The full listing needs to be output exactly.

--- The input ---

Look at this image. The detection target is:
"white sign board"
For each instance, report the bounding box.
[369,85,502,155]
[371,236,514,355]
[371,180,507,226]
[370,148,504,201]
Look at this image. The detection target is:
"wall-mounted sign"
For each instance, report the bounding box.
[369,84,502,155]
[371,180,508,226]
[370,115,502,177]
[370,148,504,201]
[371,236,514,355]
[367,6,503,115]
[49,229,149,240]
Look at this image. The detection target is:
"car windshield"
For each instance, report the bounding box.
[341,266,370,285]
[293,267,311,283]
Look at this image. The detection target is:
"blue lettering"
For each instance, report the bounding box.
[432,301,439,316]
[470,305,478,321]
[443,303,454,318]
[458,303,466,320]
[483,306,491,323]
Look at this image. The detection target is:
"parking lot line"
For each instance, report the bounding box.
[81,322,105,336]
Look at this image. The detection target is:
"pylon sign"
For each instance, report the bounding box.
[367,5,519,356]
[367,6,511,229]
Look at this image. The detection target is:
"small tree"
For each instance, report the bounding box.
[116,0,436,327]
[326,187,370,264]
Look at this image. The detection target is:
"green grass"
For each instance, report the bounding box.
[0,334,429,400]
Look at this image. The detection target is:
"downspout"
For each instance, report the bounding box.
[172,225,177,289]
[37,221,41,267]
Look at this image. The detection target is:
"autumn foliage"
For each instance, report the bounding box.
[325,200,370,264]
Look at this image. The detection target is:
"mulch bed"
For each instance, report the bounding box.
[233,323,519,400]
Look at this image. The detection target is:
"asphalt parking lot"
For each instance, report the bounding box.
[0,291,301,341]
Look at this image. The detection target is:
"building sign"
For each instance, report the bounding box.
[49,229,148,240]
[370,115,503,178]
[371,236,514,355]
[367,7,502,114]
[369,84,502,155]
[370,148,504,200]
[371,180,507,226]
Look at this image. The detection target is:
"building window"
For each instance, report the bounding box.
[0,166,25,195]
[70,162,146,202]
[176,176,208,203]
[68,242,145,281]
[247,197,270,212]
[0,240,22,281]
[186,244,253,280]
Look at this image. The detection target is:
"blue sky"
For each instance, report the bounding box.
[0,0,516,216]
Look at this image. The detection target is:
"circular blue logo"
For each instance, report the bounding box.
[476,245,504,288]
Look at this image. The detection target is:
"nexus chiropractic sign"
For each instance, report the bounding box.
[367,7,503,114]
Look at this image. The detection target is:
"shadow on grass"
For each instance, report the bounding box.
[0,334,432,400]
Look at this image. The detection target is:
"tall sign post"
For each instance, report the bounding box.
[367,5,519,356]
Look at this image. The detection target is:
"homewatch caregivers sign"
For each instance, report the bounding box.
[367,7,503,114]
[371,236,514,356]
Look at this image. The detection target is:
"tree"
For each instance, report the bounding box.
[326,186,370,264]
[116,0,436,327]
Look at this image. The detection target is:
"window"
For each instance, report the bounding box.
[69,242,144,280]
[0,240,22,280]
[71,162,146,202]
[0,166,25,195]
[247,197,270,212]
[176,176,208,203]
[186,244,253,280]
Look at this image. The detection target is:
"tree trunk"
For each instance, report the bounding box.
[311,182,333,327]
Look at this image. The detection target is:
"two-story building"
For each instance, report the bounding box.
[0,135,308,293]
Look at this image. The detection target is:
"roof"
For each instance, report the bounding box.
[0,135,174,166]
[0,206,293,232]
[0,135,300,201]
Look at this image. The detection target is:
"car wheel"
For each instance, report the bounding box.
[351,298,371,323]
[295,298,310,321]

---

» Answer box
Look at this image. The detection target is:
"white sign board"
For each instance, report the bounding box.
[369,85,502,155]
[371,236,514,355]
[371,180,507,226]
[370,148,504,201]
Look at this image. The detection target is:
"wall-mounted sign"
For each instance, report the bounding box.
[369,84,502,155]
[371,180,508,226]
[370,115,502,177]
[370,148,504,201]
[371,236,514,355]
[367,6,503,115]
[49,229,149,240]
Look at this image. The detection target is:
"car windshield"
For each instance, report the bounding box.
[341,266,370,285]
[293,267,311,283]
Look at this image. The detection target is:
"blue lettering"
For each instance, report the bounding box.
[432,301,439,316]
[470,305,478,321]
[443,303,454,318]
[458,303,466,320]
[483,306,491,323]
Look at this image. The detection target is:
"parking lot line"
For each instance, report the bounding box.
[81,322,105,336]
Look at this image. The detection target is:
"pylon sign"
For each instance, report the bounding box.
[367,5,519,356]
[367,6,511,229]
Look at this image. The detection target is:
"small tree"
For each instance, report the bounding box.
[116,0,436,327]
[326,187,370,264]
Look at this image. The detection target is:
"green grass"
For each instance, report the bounding box.
[0,334,429,400]
Look at this image. The detection target is:
"downspout"
For each instance, report the bounding box.
[172,225,177,289]
[37,221,41,267]
Look at this image. The detection target is:
"autumn foliage"
For each instance, report the bounding box.
[325,200,370,264]
Look at this image. The detection target is:
"mulch bed"
For each instance, report the bounding box.
[233,323,519,400]
Look at this image. The detection target is:
"asphalt parking lot"
For each instance, report the bounding box.
[0,291,301,341]
Look at this image. The detection target is:
"building sign"
For each instance, report the bounding box.
[49,229,148,240]
[370,115,503,178]
[371,236,514,355]
[367,7,502,114]
[369,84,502,155]
[370,148,504,200]
[371,180,507,226]
Look at this image. The detection target is:
"building window"
For each instance, report the bounding box.
[0,166,25,195]
[70,162,146,202]
[176,176,208,203]
[68,242,145,281]
[247,197,270,212]
[0,240,22,281]
[186,244,253,280]
Look at this image. The detection target is:
"blue sky"
For each instance, report the bounding box.
[0,0,516,216]
Look at this image. The detection target is:
"circular blue logo"
For each instance, report the bounding box.
[476,245,504,288]
Look at this image. The detection target is:
"nexus chiropractic sign"
For each instance, report the bounding box.
[367,7,503,114]
Look at this image. The detection target is:
"shadow on grass"
For each instance, report the bounding box.
[0,334,432,400]
Look at this image. The detection target is:
"tall sign post"
For each instance, report the bounding box.
[367,5,519,356]
Look at this image. The detection target is:
"homewatch caregivers sign"
For each instance, report the bounding box.
[367,7,503,114]
[371,236,514,356]
Look at this image. The detection target is:
"tree"
For each instance, report the bounding box.
[326,186,370,264]
[116,0,436,327]
Look at this image. The detection target is:
"window"
For each instance, report the bounding box.
[69,242,144,280]
[0,240,22,280]
[71,162,146,202]
[0,166,25,195]
[247,197,270,212]
[176,176,208,203]
[186,244,253,280]
Look at this image. The detection target is:
"tree trunk"
For each instance, report the bounding box.
[311,182,333,327]
Look at this image. The detection target is:
"two-story building"
For each instance, report the bounding box.
[0,135,308,293]
Look at this image. The detection target is:
"roof"
For each instance, report the bounding box.
[0,135,174,166]
[0,206,293,232]
[0,135,300,201]
Look at this image. The detection target is:
"car wheel"
For each instance, report the bounding box.
[351,298,371,323]
[295,298,310,321]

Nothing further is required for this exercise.